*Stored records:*
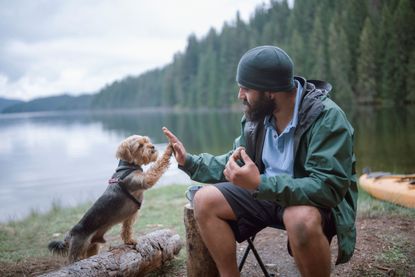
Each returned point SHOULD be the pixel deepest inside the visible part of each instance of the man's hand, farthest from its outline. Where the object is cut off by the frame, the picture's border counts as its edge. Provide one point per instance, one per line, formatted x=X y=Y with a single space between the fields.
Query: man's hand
x=246 y=176
x=179 y=150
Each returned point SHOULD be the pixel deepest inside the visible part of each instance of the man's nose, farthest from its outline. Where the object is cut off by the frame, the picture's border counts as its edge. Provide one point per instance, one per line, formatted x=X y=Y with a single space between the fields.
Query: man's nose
x=241 y=94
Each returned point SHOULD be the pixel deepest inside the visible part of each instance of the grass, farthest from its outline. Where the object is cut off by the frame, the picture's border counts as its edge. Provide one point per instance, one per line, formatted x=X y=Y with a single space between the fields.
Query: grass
x=162 y=208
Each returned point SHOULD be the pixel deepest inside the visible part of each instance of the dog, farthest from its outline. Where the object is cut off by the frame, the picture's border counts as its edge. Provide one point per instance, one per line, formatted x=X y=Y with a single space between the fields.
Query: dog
x=119 y=203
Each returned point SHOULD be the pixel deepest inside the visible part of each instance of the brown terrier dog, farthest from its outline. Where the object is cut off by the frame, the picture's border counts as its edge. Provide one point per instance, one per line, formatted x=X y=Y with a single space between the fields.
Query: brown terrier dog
x=120 y=201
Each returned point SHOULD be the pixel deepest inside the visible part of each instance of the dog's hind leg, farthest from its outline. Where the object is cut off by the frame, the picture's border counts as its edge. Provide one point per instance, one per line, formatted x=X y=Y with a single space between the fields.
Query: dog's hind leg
x=93 y=249
x=127 y=229
x=78 y=247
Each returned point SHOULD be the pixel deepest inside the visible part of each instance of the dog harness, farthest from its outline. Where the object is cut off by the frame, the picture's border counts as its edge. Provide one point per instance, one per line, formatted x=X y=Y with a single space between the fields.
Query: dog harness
x=123 y=170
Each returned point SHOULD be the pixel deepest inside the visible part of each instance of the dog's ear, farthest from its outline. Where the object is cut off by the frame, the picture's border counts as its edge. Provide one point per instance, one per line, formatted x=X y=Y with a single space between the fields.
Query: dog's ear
x=123 y=151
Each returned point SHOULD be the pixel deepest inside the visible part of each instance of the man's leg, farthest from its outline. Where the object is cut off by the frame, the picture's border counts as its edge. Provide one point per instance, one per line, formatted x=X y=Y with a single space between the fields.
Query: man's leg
x=309 y=245
x=211 y=212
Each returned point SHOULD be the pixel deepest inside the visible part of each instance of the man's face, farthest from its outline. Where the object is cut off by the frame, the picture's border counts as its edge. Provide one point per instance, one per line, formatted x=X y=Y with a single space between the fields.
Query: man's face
x=257 y=104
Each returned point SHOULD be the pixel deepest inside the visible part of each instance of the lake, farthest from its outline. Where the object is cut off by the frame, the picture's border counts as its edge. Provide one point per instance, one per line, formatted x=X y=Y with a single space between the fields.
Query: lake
x=67 y=158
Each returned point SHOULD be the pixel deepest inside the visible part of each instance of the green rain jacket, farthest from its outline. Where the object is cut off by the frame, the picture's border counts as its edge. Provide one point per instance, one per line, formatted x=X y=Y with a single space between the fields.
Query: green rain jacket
x=324 y=166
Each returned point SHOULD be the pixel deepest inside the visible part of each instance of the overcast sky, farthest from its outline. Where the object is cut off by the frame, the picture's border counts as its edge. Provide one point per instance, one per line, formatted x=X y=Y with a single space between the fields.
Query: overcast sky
x=48 y=47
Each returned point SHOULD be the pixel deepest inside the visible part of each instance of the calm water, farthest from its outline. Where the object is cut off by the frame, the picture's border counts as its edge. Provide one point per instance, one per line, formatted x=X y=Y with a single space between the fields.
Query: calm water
x=68 y=158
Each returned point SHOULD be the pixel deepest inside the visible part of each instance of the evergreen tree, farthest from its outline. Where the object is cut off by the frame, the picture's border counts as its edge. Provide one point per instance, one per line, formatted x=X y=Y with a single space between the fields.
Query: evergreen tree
x=297 y=53
x=318 y=55
x=404 y=28
x=366 y=65
x=340 y=63
x=410 y=79
x=353 y=18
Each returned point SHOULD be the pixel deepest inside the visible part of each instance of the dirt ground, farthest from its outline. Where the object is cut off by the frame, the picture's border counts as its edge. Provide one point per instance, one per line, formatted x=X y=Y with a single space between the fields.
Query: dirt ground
x=385 y=247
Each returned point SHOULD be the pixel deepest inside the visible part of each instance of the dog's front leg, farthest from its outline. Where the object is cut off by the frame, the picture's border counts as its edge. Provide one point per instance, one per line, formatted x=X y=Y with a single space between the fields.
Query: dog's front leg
x=127 y=229
x=158 y=168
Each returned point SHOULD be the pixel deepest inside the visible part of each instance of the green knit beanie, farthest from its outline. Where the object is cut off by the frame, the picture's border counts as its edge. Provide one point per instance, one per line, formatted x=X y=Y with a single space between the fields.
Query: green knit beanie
x=266 y=68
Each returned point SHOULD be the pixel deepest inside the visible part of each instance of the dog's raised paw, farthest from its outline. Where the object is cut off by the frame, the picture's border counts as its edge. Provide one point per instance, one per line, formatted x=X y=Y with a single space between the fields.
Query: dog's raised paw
x=130 y=242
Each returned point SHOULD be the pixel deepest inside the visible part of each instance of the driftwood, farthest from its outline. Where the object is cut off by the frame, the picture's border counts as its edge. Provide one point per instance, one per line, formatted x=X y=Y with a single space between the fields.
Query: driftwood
x=199 y=261
x=150 y=252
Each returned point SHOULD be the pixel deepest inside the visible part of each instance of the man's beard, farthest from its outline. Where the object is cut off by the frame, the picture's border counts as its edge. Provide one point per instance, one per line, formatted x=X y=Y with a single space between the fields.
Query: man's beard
x=257 y=110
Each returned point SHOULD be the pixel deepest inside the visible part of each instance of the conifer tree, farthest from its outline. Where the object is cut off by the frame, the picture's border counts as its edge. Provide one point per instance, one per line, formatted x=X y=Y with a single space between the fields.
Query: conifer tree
x=340 y=63
x=318 y=56
x=366 y=65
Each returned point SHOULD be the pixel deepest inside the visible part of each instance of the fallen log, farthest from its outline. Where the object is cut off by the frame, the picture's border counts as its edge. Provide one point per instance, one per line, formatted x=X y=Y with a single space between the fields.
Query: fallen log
x=199 y=262
x=150 y=252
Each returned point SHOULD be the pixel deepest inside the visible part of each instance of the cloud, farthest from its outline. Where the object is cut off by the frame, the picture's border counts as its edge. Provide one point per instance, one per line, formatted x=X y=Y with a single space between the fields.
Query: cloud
x=49 y=47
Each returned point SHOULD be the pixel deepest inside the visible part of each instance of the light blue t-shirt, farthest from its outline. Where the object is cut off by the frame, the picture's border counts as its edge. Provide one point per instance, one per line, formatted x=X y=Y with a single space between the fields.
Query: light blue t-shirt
x=278 y=151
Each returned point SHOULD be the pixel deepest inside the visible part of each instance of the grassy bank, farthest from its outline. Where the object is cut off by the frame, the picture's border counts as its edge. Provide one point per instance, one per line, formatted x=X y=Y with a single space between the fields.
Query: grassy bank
x=163 y=208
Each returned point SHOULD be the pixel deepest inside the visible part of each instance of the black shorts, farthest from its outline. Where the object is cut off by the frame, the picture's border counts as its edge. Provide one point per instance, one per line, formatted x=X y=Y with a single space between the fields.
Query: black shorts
x=253 y=215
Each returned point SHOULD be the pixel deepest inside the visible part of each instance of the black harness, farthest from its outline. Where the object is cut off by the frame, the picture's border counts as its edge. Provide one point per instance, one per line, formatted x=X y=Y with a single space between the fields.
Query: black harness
x=123 y=170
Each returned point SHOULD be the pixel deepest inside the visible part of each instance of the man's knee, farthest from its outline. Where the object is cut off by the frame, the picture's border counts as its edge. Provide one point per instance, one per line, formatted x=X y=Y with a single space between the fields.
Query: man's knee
x=209 y=201
x=303 y=224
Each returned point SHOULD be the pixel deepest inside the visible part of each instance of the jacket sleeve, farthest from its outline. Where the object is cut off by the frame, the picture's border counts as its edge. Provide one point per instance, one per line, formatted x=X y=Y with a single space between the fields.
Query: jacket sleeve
x=207 y=168
x=328 y=167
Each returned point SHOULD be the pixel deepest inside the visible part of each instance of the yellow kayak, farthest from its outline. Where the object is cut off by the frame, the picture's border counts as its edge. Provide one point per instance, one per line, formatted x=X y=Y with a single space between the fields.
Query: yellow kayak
x=398 y=189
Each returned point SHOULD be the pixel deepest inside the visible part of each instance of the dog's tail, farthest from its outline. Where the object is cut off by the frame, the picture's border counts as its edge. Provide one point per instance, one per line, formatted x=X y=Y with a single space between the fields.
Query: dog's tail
x=59 y=247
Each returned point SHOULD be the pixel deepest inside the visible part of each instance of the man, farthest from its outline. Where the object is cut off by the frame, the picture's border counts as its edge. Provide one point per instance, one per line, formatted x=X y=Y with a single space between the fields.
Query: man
x=292 y=168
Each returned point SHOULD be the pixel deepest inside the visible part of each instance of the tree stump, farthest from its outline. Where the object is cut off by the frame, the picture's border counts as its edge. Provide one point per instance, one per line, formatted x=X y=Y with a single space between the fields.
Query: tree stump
x=199 y=262
x=150 y=252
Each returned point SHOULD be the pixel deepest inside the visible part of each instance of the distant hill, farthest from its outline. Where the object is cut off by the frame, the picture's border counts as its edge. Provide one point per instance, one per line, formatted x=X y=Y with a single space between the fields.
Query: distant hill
x=4 y=103
x=53 y=103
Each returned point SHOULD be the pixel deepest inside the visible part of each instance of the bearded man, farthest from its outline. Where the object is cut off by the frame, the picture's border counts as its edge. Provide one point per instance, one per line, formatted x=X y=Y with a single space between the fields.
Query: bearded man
x=292 y=167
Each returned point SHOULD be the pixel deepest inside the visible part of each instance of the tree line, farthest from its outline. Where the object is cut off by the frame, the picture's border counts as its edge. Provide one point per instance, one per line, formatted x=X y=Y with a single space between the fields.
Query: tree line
x=365 y=48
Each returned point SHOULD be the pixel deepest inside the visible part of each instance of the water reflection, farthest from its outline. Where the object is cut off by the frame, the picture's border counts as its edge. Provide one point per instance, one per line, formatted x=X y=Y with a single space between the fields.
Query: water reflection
x=69 y=157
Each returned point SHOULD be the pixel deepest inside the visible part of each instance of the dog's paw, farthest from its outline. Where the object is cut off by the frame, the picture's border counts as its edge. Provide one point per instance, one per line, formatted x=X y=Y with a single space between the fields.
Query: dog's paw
x=169 y=150
x=130 y=242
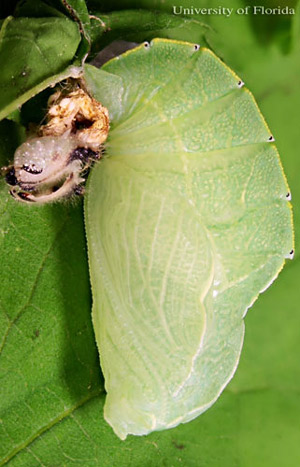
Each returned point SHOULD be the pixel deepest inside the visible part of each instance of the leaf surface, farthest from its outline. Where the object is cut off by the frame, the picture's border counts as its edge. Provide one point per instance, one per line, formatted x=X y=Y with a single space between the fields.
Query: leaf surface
x=29 y=49
x=255 y=422
x=187 y=221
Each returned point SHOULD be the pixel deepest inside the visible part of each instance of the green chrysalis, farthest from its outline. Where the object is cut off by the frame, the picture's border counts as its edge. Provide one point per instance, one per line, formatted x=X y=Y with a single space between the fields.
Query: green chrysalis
x=188 y=220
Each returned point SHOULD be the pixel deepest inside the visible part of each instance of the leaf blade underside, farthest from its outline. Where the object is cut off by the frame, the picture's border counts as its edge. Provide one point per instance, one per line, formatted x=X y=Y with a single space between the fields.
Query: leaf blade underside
x=187 y=221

*Set problem:*
Only the lines from the one containing "dog's paw, farthest" through the last line of the records above should be repeated, exactly and without pictures.

*Answer:*
Each returned point SHOULD be the pixel deepest inside the visible part of each instance of the dog's paw, farthest from its outline. Where the object is cut off by the frame, the picture's border counts as its edge. Provide one point per instance, one per line, formatted x=X y=Y with a single space between the fields.
Query: dog's paw
x=169 y=150
x=130 y=242
Each returned point SHOULD be the pixel deepest inside the visible part of each instance of the leaf surface, farthest from its outline. Where the object is cut off by the frame, the picture's border counts as its edge. Provide one point per instance, one per line, formatted x=X y=Y with a single space between the fields.
Query: leaf surface
x=29 y=49
x=255 y=422
x=187 y=221
Each returned point SHOULD be the pixel deepest inside the visible part of each instance of the green chrysalis, farthest from its outline. Where the object is cut off by the frame, the picture's border counts as its edge. Provide one point per instance, one per line, formatted x=X y=Y with a single space between the fields.
Query: green chrysalis
x=188 y=220
Each returned point SHOULD be the pixel deepest inside the visible part of each instance of the leaf blade underside, farthest from its outline. Where the object is cut off by the frame, the picture's border counts as its edge. Provide one point per instance, one per line, formatted x=X y=Y with a single space between the fields.
Query: leaf blade underside
x=187 y=221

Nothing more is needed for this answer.